Named region outline records —
──────
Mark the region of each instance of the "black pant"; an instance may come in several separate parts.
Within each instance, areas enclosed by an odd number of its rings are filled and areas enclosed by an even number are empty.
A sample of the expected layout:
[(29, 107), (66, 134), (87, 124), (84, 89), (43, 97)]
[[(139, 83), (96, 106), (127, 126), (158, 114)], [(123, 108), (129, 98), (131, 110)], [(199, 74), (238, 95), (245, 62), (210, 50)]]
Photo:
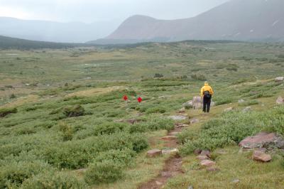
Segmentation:
[(210, 111), (211, 98), (203, 98), (203, 112), (209, 112)]

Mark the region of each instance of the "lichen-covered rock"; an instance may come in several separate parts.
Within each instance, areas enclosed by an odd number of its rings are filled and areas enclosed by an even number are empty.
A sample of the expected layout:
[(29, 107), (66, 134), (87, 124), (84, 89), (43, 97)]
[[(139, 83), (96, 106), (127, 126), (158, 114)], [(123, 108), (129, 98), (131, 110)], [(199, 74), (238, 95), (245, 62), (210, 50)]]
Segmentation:
[(253, 159), (262, 162), (268, 162), (271, 161), (271, 156), (266, 154), (261, 151), (255, 151), (253, 153)]
[(278, 77), (275, 79), (275, 82), (283, 82), (284, 81), (284, 77)]
[(276, 100), (277, 104), (284, 104), (284, 99), (282, 97), (279, 97)]
[(261, 132), (242, 140), (239, 146), (244, 148), (284, 148), (284, 139), (275, 133)]
[(162, 154), (162, 151), (159, 149), (153, 149), (147, 152), (147, 157), (153, 158)]
[(200, 162), (200, 165), (204, 167), (211, 167), (212, 166), (214, 166), (215, 164), (216, 163), (211, 160), (202, 160)]

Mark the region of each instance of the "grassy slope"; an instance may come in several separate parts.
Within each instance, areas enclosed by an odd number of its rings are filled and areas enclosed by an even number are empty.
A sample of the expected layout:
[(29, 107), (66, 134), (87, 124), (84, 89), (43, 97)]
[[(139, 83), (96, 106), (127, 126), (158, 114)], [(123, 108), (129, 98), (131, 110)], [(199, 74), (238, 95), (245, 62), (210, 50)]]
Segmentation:
[[(1, 103), (6, 104), (4, 107), (18, 107), (18, 113), (1, 119), (0, 142), (8, 146), (2, 152), (9, 154), (9, 150), (13, 150), (9, 145), (13, 144), (13, 148), (17, 149), (23, 141), (26, 143), (21, 150), (28, 146), (35, 151), (45, 146), (45, 143), (50, 145), (50, 141), (55, 146), (64, 144), (60, 131), (62, 122), (75, 129), (72, 141), (76, 142), (84, 138), (92, 139), (93, 129), (106, 122), (136, 117), (139, 113), (144, 114), (146, 118), (162, 119), (162, 115), (174, 114), (183, 102), (198, 95), (202, 81), (192, 80), (190, 75), (204, 75), (214, 87), (214, 100), (224, 104), (214, 107), (209, 115), (188, 110), (190, 117), (199, 118), (202, 122), (185, 131), (182, 136), (186, 139), (190, 134), (197, 134), (201, 125), (208, 120), (220, 117), (224, 108), (231, 106), (244, 108), (236, 103), (240, 98), (259, 102), (252, 106), (253, 110), (274, 107), (275, 98), (283, 92), (283, 86), (263, 80), (283, 72), (284, 61), (280, 56), (283, 53), (283, 46), (279, 44), (192, 42), (146, 44), (121, 49), (1, 51)], [(156, 72), (162, 73), (168, 79), (147, 79)], [(182, 75), (187, 75), (189, 79), (177, 79)], [(142, 82), (136, 81), (141, 78), (143, 78)], [(26, 86), (25, 83), (31, 85)], [(116, 91), (117, 89), (120, 90)], [(143, 104), (138, 107), (131, 97), (128, 108), (125, 107), (121, 98), (128, 92), (124, 91), (124, 89), (141, 95), (144, 99)], [(11, 94), (15, 94), (17, 98), (9, 99)], [(74, 97), (75, 94), (79, 98)], [(167, 95), (170, 97), (158, 98)], [(77, 104), (82, 104), (89, 114), (76, 119), (62, 118), (60, 111), (50, 114), (55, 109)], [(151, 124), (151, 122), (146, 122)], [(152, 141), (150, 148), (161, 146), (158, 139), (165, 135), (164, 130), (160, 129), (158, 131), (146, 134)], [(36, 140), (40, 143), (38, 144)], [(33, 142), (37, 145), (33, 145)], [(280, 156), (275, 155), (272, 163), (263, 166), (248, 159), (248, 153), (238, 153), (236, 146), (226, 147), (226, 151), (228, 151), (226, 155), (217, 158), (221, 171), (216, 174), (196, 170), (198, 165), (195, 157), (185, 156), (183, 166), (185, 174), (169, 180), (167, 187), (187, 188), (190, 184), (202, 188), (224, 185), (233, 188), (231, 180), (234, 178), (241, 180), (237, 184), (241, 188), (268, 185), (278, 188), (283, 184)], [(20, 159), (26, 157), (21, 155)], [(158, 174), (165, 158), (148, 159), (143, 152), (140, 153), (135, 158), (136, 166), (126, 169), (126, 176), (122, 180), (94, 187), (125, 188), (127, 183), (129, 188), (133, 188)], [(248, 163), (248, 172), (242, 171)], [(270, 173), (264, 173), (265, 171), (269, 171)], [(74, 168), (63, 172), (82, 178), (82, 173)], [(248, 173), (251, 172), (255, 175), (250, 177)]]

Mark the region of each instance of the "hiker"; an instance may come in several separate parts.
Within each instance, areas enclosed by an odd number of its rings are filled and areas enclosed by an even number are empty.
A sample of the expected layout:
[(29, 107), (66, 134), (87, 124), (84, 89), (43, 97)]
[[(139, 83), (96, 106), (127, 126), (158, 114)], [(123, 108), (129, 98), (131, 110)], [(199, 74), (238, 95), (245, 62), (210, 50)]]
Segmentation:
[(203, 112), (210, 111), (211, 98), (214, 94), (212, 88), (209, 85), (208, 82), (204, 82), (204, 86), (200, 90), (200, 96), (203, 99)]

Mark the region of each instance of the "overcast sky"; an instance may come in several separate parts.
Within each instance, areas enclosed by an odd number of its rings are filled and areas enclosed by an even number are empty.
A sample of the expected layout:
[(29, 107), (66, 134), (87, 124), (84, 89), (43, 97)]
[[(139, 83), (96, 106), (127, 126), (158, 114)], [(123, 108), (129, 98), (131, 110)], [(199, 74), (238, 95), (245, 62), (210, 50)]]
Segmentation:
[(229, 0), (0, 0), (0, 16), (62, 22), (115, 21), (141, 14), (160, 19), (195, 16)]

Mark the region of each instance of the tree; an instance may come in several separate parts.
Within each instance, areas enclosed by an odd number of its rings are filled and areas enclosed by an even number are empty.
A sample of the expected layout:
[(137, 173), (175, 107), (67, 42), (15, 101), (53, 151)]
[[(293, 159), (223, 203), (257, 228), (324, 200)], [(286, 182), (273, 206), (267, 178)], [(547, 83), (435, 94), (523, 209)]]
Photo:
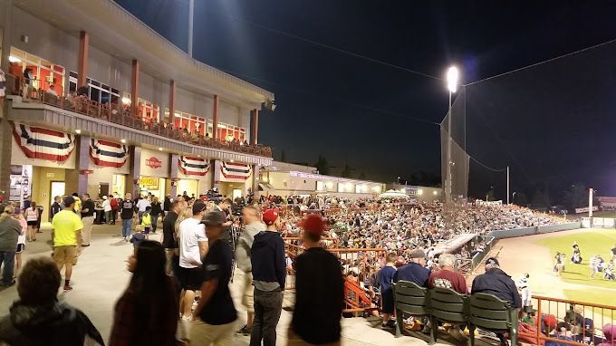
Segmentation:
[(349, 167), (349, 164), (344, 165), (344, 169), (342, 169), (342, 178), (351, 178), (351, 167)]
[(588, 207), (588, 189), (583, 184), (572, 185), (569, 190), (564, 191), (563, 199), (571, 212), (576, 207)]
[(319, 159), (314, 163), (314, 167), (319, 171), (319, 173), (323, 176), (330, 174), (330, 167), (327, 164), (327, 159), (324, 156), (319, 154)]

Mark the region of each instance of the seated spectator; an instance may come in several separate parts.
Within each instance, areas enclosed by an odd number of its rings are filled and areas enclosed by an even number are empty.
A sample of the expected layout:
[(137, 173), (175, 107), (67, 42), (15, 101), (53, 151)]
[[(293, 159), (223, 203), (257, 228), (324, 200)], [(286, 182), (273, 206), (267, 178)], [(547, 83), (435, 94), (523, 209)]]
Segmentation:
[(393, 275), (393, 282), (399, 280), (415, 283), (421, 287), (428, 287), (430, 271), (426, 268), (426, 253), (421, 249), (415, 249), (409, 254), (409, 262), (398, 269)]
[[(439, 270), (432, 272), (428, 280), (428, 287), (449, 288), (460, 294), (467, 294), (467, 279), (455, 270), (456, 256), (451, 254), (443, 254), (438, 257)], [(515, 288), (515, 287), (514, 287)], [(517, 291), (515, 291), (517, 293)]]
[(19, 301), (0, 320), (0, 341), (9, 345), (104, 345), (88, 316), (56, 297), (60, 272), (48, 257), (29, 260), (19, 276)]

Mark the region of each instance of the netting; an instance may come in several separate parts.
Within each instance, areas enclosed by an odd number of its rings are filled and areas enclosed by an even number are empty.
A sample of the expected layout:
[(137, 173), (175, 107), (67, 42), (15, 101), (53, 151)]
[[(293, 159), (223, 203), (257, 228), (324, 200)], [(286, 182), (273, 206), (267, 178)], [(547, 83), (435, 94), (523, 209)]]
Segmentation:
[(506, 201), (507, 166), (521, 204), (553, 205), (578, 183), (616, 196), (616, 42), (460, 89), (441, 123), (452, 196)]

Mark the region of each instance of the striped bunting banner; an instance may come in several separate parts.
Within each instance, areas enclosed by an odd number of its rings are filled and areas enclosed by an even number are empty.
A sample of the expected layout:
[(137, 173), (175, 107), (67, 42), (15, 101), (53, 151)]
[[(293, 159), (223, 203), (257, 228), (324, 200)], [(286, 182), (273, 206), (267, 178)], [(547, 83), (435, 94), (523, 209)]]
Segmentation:
[(201, 158), (180, 156), (178, 167), (187, 176), (205, 176), (209, 170), (209, 165)]
[(13, 125), (13, 137), (30, 159), (64, 162), (75, 148), (75, 139), (69, 133), (19, 123)]
[(250, 177), (250, 165), (245, 163), (226, 162), (220, 165), (220, 171), (227, 179), (245, 180)]
[(97, 166), (120, 168), (129, 158), (129, 146), (92, 139), (90, 157)]

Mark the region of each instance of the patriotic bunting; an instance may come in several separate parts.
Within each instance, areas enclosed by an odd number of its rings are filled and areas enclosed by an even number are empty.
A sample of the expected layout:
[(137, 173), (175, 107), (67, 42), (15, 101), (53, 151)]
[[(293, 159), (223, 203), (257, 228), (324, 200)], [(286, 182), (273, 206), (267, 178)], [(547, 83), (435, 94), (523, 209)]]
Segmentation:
──────
Starting at the line that contains "Mark the region of each instance of the patriotic", write out every line to the end of the entries, exactly as given.

FINAL RESULT —
Mark the region of each instance of the patriotic bunting; an instance may come in several separate parts.
Within each instance, areas enclosed by an odd number of its rings are filled and areas enclosed by an even number are empty.
A sample of the expected layout:
[(137, 173), (175, 107), (67, 42), (15, 101), (53, 151)]
[[(293, 159), (223, 203), (257, 228), (324, 200)], [(286, 182), (273, 206), (267, 178)], [(547, 83), (435, 94), (523, 209)]]
Segmentation:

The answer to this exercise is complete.